*Natural language region descriptions:*
□ □ □

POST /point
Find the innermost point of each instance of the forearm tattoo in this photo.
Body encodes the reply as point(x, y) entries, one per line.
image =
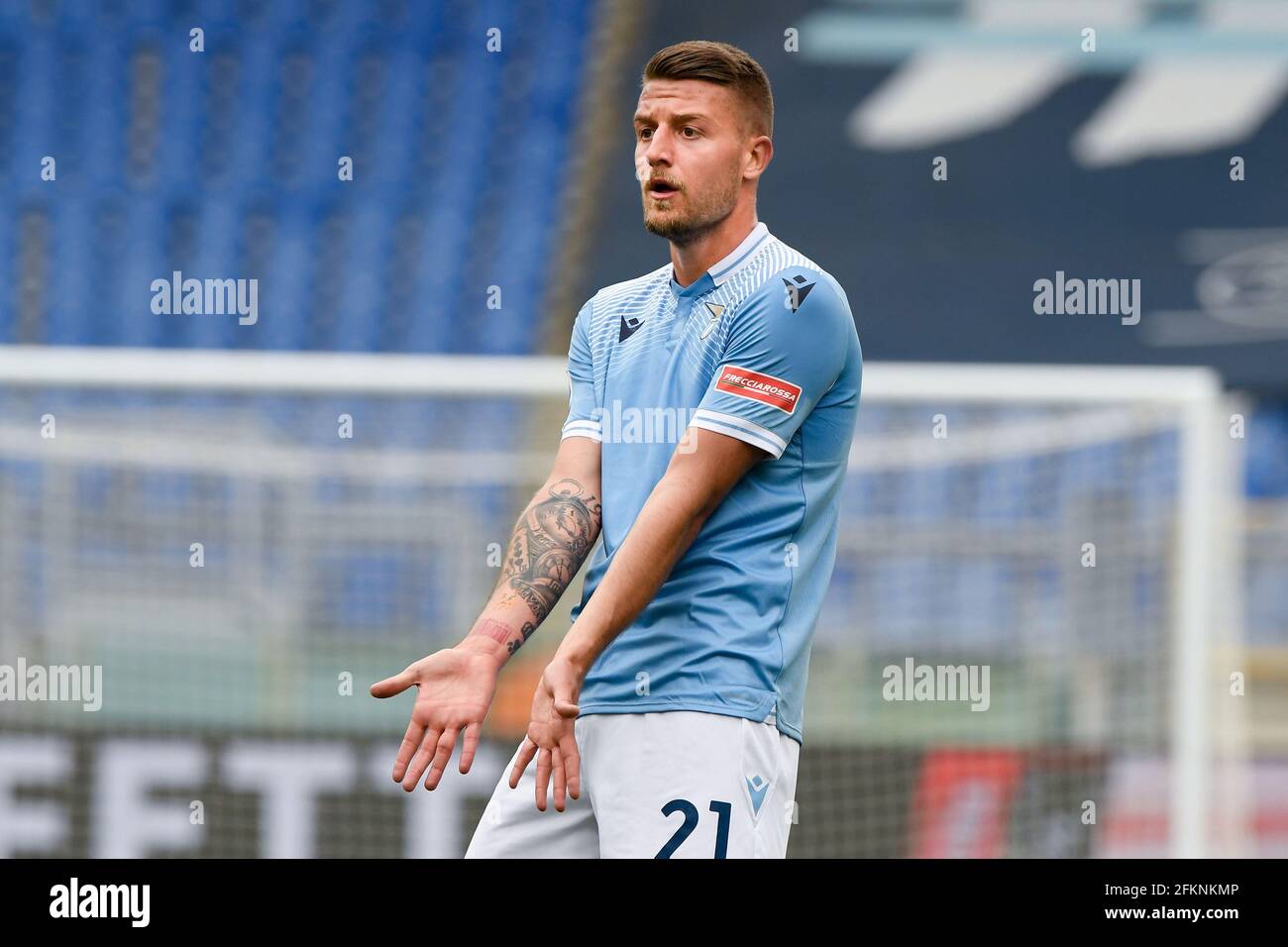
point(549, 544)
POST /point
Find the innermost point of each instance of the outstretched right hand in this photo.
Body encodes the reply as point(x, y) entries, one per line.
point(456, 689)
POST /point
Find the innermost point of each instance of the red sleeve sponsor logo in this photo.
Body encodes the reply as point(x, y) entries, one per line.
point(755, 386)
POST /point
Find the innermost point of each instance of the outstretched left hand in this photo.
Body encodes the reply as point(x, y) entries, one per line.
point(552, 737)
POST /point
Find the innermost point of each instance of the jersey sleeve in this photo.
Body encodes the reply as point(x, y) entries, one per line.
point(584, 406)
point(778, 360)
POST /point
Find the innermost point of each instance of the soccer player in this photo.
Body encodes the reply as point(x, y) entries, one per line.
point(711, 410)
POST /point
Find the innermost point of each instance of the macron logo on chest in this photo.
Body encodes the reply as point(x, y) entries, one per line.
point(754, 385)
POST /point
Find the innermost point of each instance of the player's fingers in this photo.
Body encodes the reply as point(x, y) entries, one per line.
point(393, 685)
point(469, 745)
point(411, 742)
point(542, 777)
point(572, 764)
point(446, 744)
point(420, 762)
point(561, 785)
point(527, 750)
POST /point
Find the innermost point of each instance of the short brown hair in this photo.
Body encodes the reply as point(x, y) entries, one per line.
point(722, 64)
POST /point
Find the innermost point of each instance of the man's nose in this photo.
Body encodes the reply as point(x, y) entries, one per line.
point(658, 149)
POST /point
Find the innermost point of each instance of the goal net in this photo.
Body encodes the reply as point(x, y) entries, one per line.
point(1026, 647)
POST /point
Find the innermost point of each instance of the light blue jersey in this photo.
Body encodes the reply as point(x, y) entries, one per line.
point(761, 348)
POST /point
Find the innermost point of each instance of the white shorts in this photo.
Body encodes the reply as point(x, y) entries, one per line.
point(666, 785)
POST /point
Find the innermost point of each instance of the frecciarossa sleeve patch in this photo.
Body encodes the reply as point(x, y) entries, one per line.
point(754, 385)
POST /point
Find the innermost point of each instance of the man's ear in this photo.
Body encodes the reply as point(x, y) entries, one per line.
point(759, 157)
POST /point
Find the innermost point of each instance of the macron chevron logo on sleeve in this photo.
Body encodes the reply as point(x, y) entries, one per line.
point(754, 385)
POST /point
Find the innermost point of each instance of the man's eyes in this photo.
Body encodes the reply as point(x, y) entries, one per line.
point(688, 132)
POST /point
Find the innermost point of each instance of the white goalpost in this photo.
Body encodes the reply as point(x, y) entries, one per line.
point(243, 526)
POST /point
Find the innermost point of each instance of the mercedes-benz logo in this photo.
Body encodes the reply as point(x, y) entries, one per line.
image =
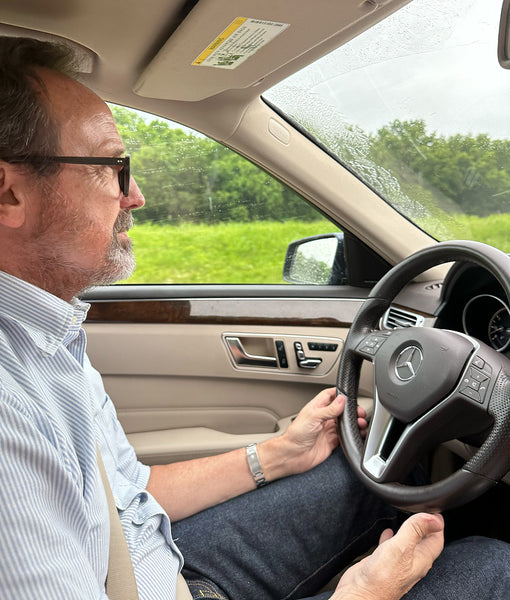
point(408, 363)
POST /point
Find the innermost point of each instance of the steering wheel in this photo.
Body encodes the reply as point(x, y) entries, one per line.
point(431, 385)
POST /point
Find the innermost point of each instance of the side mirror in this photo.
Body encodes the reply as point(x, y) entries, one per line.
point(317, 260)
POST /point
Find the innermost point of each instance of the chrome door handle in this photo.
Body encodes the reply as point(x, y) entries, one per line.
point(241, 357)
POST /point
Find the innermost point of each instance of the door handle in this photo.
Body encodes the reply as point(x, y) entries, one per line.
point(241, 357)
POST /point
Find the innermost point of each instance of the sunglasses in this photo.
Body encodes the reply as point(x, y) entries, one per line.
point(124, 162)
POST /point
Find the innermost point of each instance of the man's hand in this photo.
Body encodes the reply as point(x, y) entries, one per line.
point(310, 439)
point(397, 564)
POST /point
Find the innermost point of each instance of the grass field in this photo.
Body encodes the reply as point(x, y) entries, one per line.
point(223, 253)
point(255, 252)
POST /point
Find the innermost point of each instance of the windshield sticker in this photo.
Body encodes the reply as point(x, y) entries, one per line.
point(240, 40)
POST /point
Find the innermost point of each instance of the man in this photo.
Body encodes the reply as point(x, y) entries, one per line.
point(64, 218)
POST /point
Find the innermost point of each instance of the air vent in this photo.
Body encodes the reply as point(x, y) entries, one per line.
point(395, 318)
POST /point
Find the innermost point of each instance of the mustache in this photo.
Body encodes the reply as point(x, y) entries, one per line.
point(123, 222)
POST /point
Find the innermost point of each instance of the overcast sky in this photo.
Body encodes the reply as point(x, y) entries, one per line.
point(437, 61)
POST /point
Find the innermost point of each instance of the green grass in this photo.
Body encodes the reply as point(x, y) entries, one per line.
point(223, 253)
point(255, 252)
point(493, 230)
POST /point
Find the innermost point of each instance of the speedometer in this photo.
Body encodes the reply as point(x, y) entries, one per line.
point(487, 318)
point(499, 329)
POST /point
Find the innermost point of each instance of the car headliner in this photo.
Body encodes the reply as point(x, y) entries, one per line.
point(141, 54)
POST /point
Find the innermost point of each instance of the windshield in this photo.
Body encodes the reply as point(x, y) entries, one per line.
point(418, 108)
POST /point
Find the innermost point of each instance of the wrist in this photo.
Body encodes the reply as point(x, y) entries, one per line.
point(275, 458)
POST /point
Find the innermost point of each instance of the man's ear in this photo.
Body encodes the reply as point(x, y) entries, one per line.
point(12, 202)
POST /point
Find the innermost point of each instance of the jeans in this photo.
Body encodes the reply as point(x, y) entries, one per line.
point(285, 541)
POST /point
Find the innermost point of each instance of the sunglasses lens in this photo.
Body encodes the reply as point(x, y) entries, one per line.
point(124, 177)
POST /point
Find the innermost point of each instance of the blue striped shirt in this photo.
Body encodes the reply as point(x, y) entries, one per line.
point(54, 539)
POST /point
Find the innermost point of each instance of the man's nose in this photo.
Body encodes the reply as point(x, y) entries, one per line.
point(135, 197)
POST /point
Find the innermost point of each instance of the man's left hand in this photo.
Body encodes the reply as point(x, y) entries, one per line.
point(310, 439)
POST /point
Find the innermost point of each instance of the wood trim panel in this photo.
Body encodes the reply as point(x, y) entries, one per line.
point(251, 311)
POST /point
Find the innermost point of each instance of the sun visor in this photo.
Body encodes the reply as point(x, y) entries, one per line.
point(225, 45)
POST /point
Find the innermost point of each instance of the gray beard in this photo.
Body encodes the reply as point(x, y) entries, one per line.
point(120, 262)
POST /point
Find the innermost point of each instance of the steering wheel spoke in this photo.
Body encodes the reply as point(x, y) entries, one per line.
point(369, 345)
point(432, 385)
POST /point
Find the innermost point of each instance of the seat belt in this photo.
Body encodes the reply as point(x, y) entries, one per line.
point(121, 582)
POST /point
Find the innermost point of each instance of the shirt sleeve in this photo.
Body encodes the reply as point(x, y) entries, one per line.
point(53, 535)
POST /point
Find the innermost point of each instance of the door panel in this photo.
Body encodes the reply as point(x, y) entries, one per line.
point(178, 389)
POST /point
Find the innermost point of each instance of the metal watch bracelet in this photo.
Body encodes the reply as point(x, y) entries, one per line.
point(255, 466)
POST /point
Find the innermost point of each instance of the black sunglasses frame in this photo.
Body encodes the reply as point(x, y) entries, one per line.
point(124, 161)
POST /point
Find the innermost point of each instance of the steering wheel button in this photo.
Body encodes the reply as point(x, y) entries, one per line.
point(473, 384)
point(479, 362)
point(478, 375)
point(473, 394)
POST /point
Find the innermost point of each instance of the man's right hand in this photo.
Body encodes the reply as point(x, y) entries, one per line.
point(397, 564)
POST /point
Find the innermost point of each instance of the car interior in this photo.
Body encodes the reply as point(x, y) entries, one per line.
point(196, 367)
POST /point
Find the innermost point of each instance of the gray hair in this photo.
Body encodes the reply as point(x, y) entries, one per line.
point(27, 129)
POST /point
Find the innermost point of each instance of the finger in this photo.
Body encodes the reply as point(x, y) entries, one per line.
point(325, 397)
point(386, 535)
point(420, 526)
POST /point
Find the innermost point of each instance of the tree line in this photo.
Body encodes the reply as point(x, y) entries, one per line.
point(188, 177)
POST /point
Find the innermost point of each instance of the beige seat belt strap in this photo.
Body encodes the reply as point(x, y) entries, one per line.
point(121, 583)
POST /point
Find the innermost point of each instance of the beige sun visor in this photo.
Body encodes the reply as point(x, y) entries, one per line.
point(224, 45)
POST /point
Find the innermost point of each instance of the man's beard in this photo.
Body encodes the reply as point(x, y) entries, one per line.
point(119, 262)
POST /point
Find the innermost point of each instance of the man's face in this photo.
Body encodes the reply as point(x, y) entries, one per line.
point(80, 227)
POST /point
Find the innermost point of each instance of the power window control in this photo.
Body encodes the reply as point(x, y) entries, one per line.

□ □ □

*WORK ITEM:*
Report how many lines of the data hold the string "left"; give only the number.

*REPLY:*
2